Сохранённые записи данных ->
■ ■ ■ ■
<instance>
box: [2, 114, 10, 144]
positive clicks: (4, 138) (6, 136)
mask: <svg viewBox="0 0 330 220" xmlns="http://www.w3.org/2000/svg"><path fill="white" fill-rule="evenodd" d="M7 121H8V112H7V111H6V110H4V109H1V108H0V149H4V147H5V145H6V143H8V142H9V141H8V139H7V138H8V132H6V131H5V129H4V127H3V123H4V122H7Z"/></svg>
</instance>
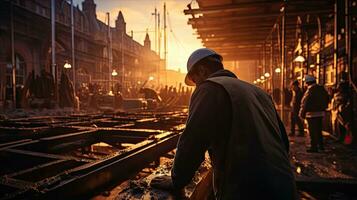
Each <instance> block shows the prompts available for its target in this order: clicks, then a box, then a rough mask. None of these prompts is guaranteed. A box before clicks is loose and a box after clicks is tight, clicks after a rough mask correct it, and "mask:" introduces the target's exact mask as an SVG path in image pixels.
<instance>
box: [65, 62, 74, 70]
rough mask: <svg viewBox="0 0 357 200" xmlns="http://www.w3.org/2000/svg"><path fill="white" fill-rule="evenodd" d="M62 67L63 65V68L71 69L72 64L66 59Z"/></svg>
mask: <svg viewBox="0 0 357 200" xmlns="http://www.w3.org/2000/svg"><path fill="white" fill-rule="evenodd" d="M63 67H64V68H65V69H71V68H72V65H71V64H69V63H68V62H67V61H66V63H65V64H64V66H63Z"/></svg>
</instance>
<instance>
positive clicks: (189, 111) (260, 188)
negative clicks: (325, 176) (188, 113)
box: [151, 48, 296, 200]
mask: <svg viewBox="0 0 357 200" xmlns="http://www.w3.org/2000/svg"><path fill="white" fill-rule="evenodd" d="M187 71H188V73H187V75H186V78H185V82H186V84H187V85H190V86H193V85H196V89H195V91H194V93H193V95H192V97H191V103H190V108H189V116H188V120H187V123H186V128H185V130H184V131H183V133H182V135H181V138H180V140H179V142H178V145H177V151H176V156H175V159H174V164H173V167H172V170H171V176H158V177H156V178H154V179H153V180H152V182H151V185H152V186H153V187H157V188H161V189H171V190H172V189H173V190H180V189H182V188H183V187H184V186H186V185H187V184H188V183H189V182H190V181H191V179H192V177H193V176H194V174H195V171H196V170H197V169H198V168H199V166H200V164H201V163H202V161H203V160H204V158H205V152H206V151H207V150H208V153H209V155H210V158H211V161H212V166H213V174H214V180H213V186H214V188H213V191H214V195H215V198H216V199H281V200H287V199H296V186H295V180H294V175H293V173H292V169H291V165H290V161H289V157H288V150H289V142H288V138H287V135H286V131H285V128H284V125H283V124H282V122H281V120H280V118H279V116H278V114H277V112H276V110H275V107H274V104H273V101H272V99H271V98H270V96H269V95H268V94H267V93H265V92H264V91H263V90H261V89H260V88H258V87H256V86H254V85H252V84H249V83H246V82H244V81H241V80H239V79H238V78H237V77H236V76H235V75H234V74H233V73H232V72H230V71H228V70H224V68H223V64H222V57H221V56H220V55H218V54H217V53H215V52H214V51H213V50H210V49H207V48H202V49H198V50H196V51H195V52H193V53H192V54H191V56H190V58H189V59H188V62H187Z"/></svg>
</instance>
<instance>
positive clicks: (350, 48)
mask: <svg viewBox="0 0 357 200" xmlns="http://www.w3.org/2000/svg"><path fill="white" fill-rule="evenodd" d="M350 15H351V14H350V11H349V0H345V46H346V48H345V49H346V60H347V62H346V64H347V69H348V71H349V70H350V69H351V65H352V62H351V63H350V60H351V59H350V58H351V45H350V42H351V36H352V35H351V31H350V29H352V24H351V23H350ZM351 61H352V60H351ZM343 71H345V70H343Z"/></svg>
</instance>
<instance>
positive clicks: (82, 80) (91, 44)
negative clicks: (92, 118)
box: [0, 0, 161, 102]
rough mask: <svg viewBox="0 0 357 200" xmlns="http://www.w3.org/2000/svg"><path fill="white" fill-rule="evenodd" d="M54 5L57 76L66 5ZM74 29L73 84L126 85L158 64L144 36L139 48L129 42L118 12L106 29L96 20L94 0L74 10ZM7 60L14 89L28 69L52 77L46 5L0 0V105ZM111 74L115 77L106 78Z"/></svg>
mask: <svg viewBox="0 0 357 200" xmlns="http://www.w3.org/2000/svg"><path fill="white" fill-rule="evenodd" d="M55 2H56V3H55V7H56V12H55V16H56V17H55V19H56V24H55V27H56V32H55V38H56V39H55V45H56V47H55V51H56V59H55V63H56V68H57V72H58V73H61V72H62V70H64V68H63V66H64V64H65V63H66V62H68V63H72V56H71V50H72V49H71V12H70V11H71V5H70V4H69V3H68V2H67V1H65V0H56V1H55ZM111 17H113V16H111ZM74 29H75V34H74V35H75V36H74V38H75V39H74V41H75V42H74V52H75V70H76V85H77V86H79V85H81V84H83V83H84V84H86V83H90V82H92V83H99V84H102V85H103V86H109V85H110V84H111V83H110V82H109V81H110V80H111V81H114V82H119V83H123V84H124V86H127V87H129V86H132V85H133V84H136V83H138V82H139V81H144V80H147V78H148V77H149V76H152V75H154V74H156V73H157V69H158V66H159V63H160V61H161V60H160V57H159V56H158V55H157V54H156V53H155V52H154V51H152V50H151V47H150V38H149V36H148V35H147V36H146V38H145V45H144V46H143V45H141V44H140V43H139V42H137V41H135V40H133V38H132V36H129V35H128V34H127V32H126V23H125V20H124V16H123V13H122V12H120V11H119V12H118V16H116V21H115V27H110V29H109V27H108V25H107V24H106V23H104V22H102V21H100V20H98V19H97V16H96V4H95V3H94V1H93V0H85V1H83V3H82V10H81V9H79V7H78V6H77V7H75V8H74ZM12 33H13V37H11V35H12ZM12 38H13V41H12ZM12 49H14V53H12ZM13 59H14V64H15V66H16V85H17V86H21V85H24V84H25V81H26V79H27V76H28V75H29V73H30V72H32V71H33V72H34V74H35V75H40V73H41V71H42V70H45V71H47V72H49V73H52V72H51V62H52V60H51V1H49V0H11V1H9V0H0V102H4V101H5V100H11V99H12V98H11V95H12V93H11V91H12V89H11V88H12V63H13ZM72 69H73V68H72ZM72 69H70V70H72ZM112 70H116V71H117V72H118V75H117V76H115V77H111V72H112ZM69 74H72V73H69ZM58 77H59V76H58Z"/></svg>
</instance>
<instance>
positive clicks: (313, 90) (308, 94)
mask: <svg viewBox="0 0 357 200" xmlns="http://www.w3.org/2000/svg"><path fill="white" fill-rule="evenodd" d="M304 81H305V83H306V84H307V90H306V92H305V94H304V96H303V98H302V100H301V108H300V111H299V116H300V118H302V119H306V121H307V127H308V130H309V135H310V142H311V147H310V148H309V149H308V150H307V152H318V149H320V150H322V151H323V150H324V145H323V138H322V119H323V117H324V115H325V110H326V108H327V105H328V102H329V96H328V93H327V91H326V90H325V88H324V87H323V86H322V85H318V84H316V79H315V77H313V76H311V75H306V76H305V78H304Z"/></svg>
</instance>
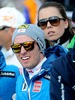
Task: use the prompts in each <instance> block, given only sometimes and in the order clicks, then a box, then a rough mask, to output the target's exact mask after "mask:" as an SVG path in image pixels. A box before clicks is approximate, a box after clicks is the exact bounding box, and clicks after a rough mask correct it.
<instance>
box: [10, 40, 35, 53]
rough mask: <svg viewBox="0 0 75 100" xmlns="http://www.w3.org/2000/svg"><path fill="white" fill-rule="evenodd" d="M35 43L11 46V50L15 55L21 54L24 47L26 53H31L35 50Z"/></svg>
mask: <svg viewBox="0 0 75 100" xmlns="http://www.w3.org/2000/svg"><path fill="white" fill-rule="evenodd" d="M34 43H35V42H34V41H29V42H24V43H18V44H13V45H11V48H12V50H13V52H14V53H20V52H21V47H22V46H23V47H24V49H25V50H26V51H31V50H33V49H34Z"/></svg>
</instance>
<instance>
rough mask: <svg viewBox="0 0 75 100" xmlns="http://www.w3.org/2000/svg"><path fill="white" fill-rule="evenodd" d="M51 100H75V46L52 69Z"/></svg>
mask: <svg viewBox="0 0 75 100" xmlns="http://www.w3.org/2000/svg"><path fill="white" fill-rule="evenodd" d="M50 82H51V84H50V96H51V100H75V45H74V48H71V49H70V50H69V52H68V53H67V54H66V55H65V56H62V57H60V58H58V59H57V60H56V61H55V62H53V65H52V67H51V80H50Z"/></svg>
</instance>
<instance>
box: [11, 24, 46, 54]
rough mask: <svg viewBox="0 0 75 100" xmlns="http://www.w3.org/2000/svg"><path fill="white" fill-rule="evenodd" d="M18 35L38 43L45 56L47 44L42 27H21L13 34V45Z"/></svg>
mask: <svg viewBox="0 0 75 100" xmlns="http://www.w3.org/2000/svg"><path fill="white" fill-rule="evenodd" d="M17 35H28V36H29V37H31V38H32V39H34V40H35V41H36V42H37V43H38V45H39V47H40V50H41V51H42V53H43V54H44V50H45V48H46V44H45V38H44V32H43V30H42V29H41V28H40V27H38V26H37V25H33V24H23V25H21V26H19V27H18V28H17V29H16V30H15V31H14V33H13V36H12V43H14V39H15V37H16V36H17Z"/></svg>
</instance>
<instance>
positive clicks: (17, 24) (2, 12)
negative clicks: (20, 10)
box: [0, 7, 25, 28]
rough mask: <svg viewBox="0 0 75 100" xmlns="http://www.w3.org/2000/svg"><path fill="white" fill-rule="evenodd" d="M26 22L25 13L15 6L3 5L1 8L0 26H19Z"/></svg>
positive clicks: (0, 13) (0, 12)
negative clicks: (7, 6) (25, 19)
mask: <svg viewBox="0 0 75 100" xmlns="http://www.w3.org/2000/svg"><path fill="white" fill-rule="evenodd" d="M24 23H25V18H24V16H23V14H22V13H21V12H20V11H18V10H17V9H16V8H15V7H3V8H1V9H0V26H9V27H14V28H17V27H18V26H19V25H22V24H24Z"/></svg>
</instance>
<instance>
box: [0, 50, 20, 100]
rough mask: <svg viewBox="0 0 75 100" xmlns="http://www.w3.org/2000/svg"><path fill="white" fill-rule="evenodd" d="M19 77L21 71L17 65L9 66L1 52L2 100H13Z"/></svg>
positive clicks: (0, 88)
mask: <svg viewBox="0 0 75 100" xmlns="http://www.w3.org/2000/svg"><path fill="white" fill-rule="evenodd" d="M19 75H20V73H19V69H18V68H17V67H16V66H15V65H7V64H6V60H5V57H4V55H3V53H2V52H1V51H0V100H12V96H13V94H14V93H15V86H16V80H17V78H18V76H19Z"/></svg>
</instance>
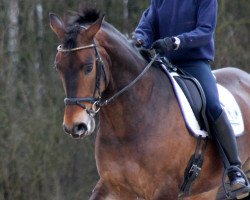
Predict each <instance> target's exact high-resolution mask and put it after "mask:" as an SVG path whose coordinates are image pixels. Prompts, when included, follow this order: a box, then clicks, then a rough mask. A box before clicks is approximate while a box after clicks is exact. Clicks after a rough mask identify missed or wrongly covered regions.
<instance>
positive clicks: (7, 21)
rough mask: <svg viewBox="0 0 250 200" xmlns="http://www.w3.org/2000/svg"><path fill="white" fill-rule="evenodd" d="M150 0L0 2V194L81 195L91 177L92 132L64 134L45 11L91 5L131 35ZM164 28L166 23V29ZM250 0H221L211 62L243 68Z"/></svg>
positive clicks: (50, 0)
mask: <svg viewBox="0 0 250 200" xmlns="http://www.w3.org/2000/svg"><path fill="white" fill-rule="evenodd" d="M148 4H149V0H137V1H134V0H91V1H90V0H81V1H80V0H74V1H66V0H64V1H63V0H56V1H55V0H1V1H0V102H1V103H0V137H1V139H0V200H16V199H18V200H31V199H32V200H34V199H36V200H42V199H44V200H45V199H46V200H50V199H51V200H69V199H70V200H78V199H87V198H88V196H89V195H90V192H91V190H92V188H93V187H94V185H95V183H96V181H97V180H98V175H97V172H96V168H95V160H94V139H95V138H94V136H91V137H89V138H86V139H84V140H73V139H71V138H70V137H68V136H67V135H66V134H64V133H63V130H62V126H61V123H62V117H63V108H64V105H63V98H64V92H63V89H62V86H61V82H60V80H59V79H58V75H57V73H56V72H55V70H54V68H53V61H54V56H55V53H56V47H57V45H58V40H57V38H56V36H55V35H54V34H53V33H52V31H51V30H50V28H49V19H48V15H49V12H54V13H57V14H58V15H60V16H62V17H65V16H66V14H67V13H70V12H72V11H77V10H79V8H81V7H85V6H91V7H93V6H94V7H97V8H99V9H100V10H101V12H102V13H105V15H106V18H105V19H106V21H108V22H110V23H111V24H113V25H114V26H115V27H117V28H118V30H120V31H121V32H122V33H124V34H127V35H130V34H131V33H132V32H133V30H134V28H135V27H136V24H137V23H138V20H139V18H140V16H141V14H142V12H143V10H144V9H145V8H146V7H147V5H148ZM170 28H171V27H170ZM249 35H250V1H249V0H233V1H232V0H220V1H219V17H218V27H217V31H216V49H217V52H216V60H215V62H214V64H213V65H214V66H216V68H219V67H225V66H236V67H238V68H241V69H244V70H245V71H248V72H249V71H250V64H249V63H250V56H249V52H250V45H249V44H250V37H249Z"/></svg>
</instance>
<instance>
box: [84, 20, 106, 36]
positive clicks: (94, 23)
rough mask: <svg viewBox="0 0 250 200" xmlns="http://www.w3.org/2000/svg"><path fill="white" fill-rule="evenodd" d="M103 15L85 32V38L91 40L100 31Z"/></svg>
mask: <svg viewBox="0 0 250 200" xmlns="http://www.w3.org/2000/svg"><path fill="white" fill-rule="evenodd" d="M104 17H105V15H103V16H102V17H100V18H99V19H98V20H96V21H95V23H93V24H92V25H91V26H90V27H89V28H88V29H87V30H86V32H85V34H86V36H87V37H88V38H91V39H93V38H94V37H95V35H96V33H97V32H98V31H99V30H100V28H101V25H102V22H103V20H104Z"/></svg>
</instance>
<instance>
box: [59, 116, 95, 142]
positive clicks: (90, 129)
mask: <svg viewBox="0 0 250 200" xmlns="http://www.w3.org/2000/svg"><path fill="white" fill-rule="evenodd" d="M94 129H95V120H94V118H90V119H89V121H88V122H87V123H84V122H80V123H75V124H73V126H72V127H69V126H67V125H66V124H63V130H64V132H65V133H67V134H69V135H71V136H72V137H73V138H76V139H80V138H83V137H85V136H88V135H91V133H93V131H94Z"/></svg>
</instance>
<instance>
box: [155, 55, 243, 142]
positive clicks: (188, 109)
mask: <svg viewBox="0 0 250 200" xmlns="http://www.w3.org/2000/svg"><path fill="white" fill-rule="evenodd" d="M155 65H156V66H157V67H160V69H161V70H162V71H163V72H164V73H165V74H166V75H167V76H168V77H169V79H170V81H171V84H172V86H173V90H174V92H175V95H176V97H177V100H178V103H179V106H180V108H181V111H182V115H183V118H184V120H185V123H186V126H187V128H188V130H189V132H190V133H191V134H192V135H193V136H194V137H196V138H198V137H199V136H201V137H202V138H206V137H210V134H209V131H210V129H209V123H208V119H207V117H206V113H205V109H206V98H205V94H204V92H203V89H202V87H201V85H200V83H199V82H198V81H197V80H196V79H195V78H194V77H191V76H189V75H187V74H185V73H184V72H183V71H181V70H180V69H178V68H177V67H175V66H173V65H172V64H171V63H170V62H169V61H168V60H167V59H166V58H164V57H162V58H160V59H158V60H156V61H155ZM217 88H218V92H219V100H220V103H221V106H222V107H223V109H224V110H225V112H226V114H227V117H228V119H229V121H230V123H231V125H232V128H233V130H234V133H235V136H236V137H238V136H241V135H242V134H243V133H244V122H243V117H242V113H241V111H240V108H239V105H238V103H237V102H236V100H235V98H234V97H233V95H232V94H231V93H230V92H229V91H228V90H227V89H226V88H224V87H223V86H221V85H219V84H217Z"/></svg>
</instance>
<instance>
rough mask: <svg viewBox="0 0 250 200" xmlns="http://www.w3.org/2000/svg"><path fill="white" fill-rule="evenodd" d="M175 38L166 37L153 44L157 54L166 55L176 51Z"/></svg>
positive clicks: (159, 39) (153, 48)
mask: <svg viewBox="0 0 250 200" xmlns="http://www.w3.org/2000/svg"><path fill="white" fill-rule="evenodd" d="M175 40H176V39H175V38H174V37H171V38H170V37H166V38H164V39H159V40H157V41H155V42H154V43H153V44H152V48H153V49H155V51H156V53H159V54H164V53H165V52H169V51H173V50H175V49H176V44H175Z"/></svg>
■ ■ ■ ■
Задание -> Подсчитайте строки данных, в которых встречается слово "pixels". Ответом должно быть одно число.

Результат упражнения -> 3